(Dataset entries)
..............................

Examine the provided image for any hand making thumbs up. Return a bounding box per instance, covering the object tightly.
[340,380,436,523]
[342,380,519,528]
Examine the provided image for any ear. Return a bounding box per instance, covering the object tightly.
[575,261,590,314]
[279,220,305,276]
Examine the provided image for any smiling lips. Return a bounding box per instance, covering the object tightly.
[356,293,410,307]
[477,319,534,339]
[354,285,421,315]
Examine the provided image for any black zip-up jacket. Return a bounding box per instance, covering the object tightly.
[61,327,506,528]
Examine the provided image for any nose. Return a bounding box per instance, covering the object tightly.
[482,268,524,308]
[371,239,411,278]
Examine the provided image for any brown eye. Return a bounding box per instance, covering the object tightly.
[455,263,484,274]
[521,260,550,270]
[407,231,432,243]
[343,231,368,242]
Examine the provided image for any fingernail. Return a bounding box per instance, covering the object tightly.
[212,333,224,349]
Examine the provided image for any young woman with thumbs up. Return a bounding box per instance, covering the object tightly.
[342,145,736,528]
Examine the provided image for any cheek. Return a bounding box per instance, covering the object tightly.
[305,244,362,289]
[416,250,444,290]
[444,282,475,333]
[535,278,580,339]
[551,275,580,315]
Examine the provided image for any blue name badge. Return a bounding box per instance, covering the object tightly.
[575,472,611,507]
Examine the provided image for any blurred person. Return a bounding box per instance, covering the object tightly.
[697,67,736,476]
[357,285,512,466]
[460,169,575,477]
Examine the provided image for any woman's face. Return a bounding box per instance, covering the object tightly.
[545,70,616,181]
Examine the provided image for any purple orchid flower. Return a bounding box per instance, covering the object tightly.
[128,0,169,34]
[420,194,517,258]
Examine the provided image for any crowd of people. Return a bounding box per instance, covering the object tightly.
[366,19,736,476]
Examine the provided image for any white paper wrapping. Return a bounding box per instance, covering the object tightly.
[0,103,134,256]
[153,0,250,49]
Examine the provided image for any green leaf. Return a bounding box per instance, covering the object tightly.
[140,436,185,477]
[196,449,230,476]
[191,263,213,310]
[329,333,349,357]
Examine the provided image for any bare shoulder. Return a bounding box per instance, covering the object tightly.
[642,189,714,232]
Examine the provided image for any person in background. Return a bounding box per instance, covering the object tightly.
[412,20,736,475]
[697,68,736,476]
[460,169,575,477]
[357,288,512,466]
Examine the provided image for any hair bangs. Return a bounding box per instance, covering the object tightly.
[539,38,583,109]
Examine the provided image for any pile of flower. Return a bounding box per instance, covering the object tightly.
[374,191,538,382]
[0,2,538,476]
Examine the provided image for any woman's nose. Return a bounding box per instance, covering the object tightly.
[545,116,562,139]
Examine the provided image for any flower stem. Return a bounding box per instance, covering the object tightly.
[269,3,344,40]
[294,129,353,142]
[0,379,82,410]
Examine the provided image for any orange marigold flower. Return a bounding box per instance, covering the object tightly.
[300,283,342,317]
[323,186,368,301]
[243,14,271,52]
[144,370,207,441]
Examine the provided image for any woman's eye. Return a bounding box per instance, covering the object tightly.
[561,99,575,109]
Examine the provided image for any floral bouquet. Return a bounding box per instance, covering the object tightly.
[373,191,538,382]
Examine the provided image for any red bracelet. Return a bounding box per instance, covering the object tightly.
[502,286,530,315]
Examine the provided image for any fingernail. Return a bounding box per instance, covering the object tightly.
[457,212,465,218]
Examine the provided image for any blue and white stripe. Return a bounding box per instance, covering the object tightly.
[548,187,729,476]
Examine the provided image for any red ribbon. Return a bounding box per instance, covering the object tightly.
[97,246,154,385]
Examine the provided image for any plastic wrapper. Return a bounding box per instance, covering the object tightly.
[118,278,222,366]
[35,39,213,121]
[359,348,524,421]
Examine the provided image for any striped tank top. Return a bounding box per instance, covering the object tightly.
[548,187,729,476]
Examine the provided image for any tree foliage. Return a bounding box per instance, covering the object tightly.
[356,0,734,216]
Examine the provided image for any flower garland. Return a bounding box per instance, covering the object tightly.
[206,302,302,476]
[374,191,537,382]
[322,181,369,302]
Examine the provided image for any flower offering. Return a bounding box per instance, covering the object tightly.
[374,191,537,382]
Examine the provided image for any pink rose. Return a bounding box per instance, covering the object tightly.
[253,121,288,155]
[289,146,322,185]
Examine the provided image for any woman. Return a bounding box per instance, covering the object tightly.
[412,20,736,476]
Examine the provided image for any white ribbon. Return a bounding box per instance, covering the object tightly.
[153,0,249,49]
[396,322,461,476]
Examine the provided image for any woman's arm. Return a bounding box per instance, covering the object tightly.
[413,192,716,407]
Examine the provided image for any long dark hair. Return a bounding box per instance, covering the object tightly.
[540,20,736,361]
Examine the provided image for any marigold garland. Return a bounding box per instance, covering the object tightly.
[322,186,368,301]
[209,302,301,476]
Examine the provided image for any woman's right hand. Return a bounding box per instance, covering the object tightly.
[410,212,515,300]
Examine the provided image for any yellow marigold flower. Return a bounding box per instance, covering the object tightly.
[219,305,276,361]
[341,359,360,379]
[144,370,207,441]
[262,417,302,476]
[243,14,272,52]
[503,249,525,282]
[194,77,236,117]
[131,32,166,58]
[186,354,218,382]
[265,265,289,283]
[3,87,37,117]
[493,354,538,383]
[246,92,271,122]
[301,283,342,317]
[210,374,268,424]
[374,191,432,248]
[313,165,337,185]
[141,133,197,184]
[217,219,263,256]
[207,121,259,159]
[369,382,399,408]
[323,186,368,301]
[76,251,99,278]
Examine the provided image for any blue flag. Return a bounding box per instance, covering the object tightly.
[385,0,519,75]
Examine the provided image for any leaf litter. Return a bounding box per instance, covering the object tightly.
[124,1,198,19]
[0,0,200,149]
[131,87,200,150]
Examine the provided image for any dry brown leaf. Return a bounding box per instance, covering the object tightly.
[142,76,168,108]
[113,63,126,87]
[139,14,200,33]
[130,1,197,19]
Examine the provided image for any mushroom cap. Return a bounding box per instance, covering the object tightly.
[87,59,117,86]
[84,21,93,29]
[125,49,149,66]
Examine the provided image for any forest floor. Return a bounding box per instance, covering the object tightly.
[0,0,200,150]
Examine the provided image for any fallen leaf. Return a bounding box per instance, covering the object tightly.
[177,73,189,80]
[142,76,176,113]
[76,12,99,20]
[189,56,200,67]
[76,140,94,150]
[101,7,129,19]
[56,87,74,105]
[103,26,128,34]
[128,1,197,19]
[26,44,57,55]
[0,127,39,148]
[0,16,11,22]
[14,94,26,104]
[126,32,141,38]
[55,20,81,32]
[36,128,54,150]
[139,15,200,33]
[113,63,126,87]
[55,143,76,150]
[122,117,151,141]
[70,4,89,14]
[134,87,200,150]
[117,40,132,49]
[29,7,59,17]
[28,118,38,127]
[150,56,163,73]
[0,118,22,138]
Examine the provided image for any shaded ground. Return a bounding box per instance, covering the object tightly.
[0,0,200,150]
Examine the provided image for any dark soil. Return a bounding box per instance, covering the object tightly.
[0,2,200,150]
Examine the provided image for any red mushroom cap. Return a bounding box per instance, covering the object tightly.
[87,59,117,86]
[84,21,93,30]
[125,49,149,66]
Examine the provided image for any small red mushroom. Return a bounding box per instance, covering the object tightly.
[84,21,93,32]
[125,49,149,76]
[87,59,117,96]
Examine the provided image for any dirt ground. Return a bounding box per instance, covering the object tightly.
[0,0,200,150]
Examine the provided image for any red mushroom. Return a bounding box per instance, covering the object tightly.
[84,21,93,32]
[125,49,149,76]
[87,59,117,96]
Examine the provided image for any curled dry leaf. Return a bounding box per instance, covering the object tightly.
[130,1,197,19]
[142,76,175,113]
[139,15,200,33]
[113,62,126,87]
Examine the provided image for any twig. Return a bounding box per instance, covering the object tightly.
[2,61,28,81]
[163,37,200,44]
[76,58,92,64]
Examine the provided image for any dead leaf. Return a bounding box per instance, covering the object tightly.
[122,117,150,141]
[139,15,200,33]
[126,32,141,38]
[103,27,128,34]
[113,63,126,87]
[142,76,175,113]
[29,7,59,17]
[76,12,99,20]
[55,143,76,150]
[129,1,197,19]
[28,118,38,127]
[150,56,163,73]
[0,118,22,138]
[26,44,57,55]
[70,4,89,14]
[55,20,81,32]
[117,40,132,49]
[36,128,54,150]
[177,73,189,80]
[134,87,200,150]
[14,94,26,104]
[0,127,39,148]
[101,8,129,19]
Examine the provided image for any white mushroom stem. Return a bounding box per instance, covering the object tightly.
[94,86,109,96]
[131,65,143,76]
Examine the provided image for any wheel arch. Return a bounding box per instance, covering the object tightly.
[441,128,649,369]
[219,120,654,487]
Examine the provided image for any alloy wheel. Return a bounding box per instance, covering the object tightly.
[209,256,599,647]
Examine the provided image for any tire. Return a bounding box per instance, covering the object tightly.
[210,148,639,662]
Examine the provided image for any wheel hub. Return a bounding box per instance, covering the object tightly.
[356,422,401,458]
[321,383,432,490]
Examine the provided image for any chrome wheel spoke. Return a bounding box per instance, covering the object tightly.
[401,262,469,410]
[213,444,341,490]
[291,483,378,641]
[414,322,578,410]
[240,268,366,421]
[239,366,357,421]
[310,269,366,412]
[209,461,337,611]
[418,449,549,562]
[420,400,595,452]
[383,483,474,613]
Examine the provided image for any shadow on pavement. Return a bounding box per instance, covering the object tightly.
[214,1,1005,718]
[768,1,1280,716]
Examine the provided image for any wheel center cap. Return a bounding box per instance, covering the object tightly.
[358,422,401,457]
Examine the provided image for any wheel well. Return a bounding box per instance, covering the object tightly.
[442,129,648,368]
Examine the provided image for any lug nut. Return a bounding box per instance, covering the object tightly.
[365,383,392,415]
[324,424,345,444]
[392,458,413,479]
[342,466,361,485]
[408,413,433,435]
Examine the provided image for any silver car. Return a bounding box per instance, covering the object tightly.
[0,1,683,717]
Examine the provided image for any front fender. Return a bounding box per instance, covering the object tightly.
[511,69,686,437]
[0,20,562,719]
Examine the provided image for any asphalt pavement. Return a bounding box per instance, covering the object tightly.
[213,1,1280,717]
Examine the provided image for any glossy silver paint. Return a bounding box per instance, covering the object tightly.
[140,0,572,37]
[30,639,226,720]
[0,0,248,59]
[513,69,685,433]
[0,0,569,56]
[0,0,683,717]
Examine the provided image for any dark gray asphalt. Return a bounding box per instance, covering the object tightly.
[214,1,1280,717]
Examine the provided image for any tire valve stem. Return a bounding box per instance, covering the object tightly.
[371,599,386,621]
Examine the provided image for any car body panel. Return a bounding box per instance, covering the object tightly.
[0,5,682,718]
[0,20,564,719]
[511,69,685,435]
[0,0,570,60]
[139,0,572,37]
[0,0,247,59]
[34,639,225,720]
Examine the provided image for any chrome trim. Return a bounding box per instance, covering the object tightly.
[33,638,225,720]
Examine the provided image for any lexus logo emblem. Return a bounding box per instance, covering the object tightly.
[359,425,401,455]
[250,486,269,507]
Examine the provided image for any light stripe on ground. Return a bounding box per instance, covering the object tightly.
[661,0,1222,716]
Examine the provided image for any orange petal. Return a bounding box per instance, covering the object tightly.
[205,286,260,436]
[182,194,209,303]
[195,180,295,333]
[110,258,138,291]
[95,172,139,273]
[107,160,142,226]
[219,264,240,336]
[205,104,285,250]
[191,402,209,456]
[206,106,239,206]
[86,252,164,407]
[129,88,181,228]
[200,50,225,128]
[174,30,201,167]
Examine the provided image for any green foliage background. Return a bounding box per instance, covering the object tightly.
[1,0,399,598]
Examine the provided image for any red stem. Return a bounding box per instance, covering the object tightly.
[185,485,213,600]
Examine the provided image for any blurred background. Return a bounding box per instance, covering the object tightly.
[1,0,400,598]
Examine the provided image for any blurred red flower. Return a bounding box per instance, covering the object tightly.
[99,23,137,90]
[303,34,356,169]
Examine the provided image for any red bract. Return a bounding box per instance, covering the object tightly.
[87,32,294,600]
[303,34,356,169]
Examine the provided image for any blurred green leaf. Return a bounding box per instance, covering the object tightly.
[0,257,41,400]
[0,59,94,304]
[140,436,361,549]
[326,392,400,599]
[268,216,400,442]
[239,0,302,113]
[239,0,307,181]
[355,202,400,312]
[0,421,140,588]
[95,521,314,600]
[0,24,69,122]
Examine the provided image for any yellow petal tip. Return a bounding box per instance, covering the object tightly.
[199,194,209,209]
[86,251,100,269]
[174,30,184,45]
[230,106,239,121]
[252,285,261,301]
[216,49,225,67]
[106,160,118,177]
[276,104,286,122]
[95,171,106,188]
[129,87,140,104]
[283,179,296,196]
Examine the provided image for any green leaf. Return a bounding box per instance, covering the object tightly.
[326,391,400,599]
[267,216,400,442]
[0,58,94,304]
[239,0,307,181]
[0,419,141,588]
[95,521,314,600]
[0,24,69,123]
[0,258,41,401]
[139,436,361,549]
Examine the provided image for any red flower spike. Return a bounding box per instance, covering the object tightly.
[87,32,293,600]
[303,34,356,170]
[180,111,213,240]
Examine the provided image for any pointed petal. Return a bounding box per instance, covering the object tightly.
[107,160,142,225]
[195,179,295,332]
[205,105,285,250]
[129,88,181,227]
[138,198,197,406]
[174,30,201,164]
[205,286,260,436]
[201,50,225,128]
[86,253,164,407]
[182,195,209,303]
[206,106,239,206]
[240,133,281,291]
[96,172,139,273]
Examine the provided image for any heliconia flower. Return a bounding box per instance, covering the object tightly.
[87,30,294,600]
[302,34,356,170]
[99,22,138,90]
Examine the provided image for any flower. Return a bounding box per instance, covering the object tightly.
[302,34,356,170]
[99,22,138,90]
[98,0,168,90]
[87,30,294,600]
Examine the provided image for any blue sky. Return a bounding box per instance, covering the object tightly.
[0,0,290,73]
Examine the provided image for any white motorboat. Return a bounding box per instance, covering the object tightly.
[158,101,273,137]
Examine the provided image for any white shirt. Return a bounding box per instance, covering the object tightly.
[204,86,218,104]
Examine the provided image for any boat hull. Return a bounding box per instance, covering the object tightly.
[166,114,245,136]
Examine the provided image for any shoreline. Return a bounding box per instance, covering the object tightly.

..............................

**Exercise objective**
Once you reach the line that holds "Examine the provided image for any pointed", print it and every line after it through the end of the records, word for word.

**Task solution**
Examine the provided image for any pointed petal. Return a bounding box per instance, covering the object tightly.
[107,160,142,225]
[195,179,295,332]
[205,105,285,250]
[129,88,181,227]
[138,198,197,406]
[174,30,201,164]
[205,286,260,436]
[201,50,225,128]
[86,253,164,407]
[182,195,209,303]
[206,106,239,206]
[240,133,281,291]
[96,172,139,273]
Examine the provided image for any heliconia flower. Return a bounding box per instance, covering the object tightly.
[87,30,294,600]
[302,34,356,170]
[99,22,138,90]
Examine the provided image for any flower. Return a bounding box per instance, covering the object tightly.
[302,34,356,170]
[99,22,138,90]
[98,0,168,90]
[87,30,294,600]
Examine the provided image for any blue sky. Return a bounding box per instance, covering the object tightly.
[0,0,290,73]
Examine the provided image for any white motorboat. Return a bounding box per instance, covering the object tightly.
[158,101,273,137]
Examine the provided image for any white shirt. Return a bounding box per instance, covering the object tightly.
[204,86,218,104]
Examine the provided image for any boat hull. Return a bounding box per instance, covering the object tightly.
[166,114,245,136]
Examine the provided image for any shoreline. Return a bounding box per instance, covering the object tightly.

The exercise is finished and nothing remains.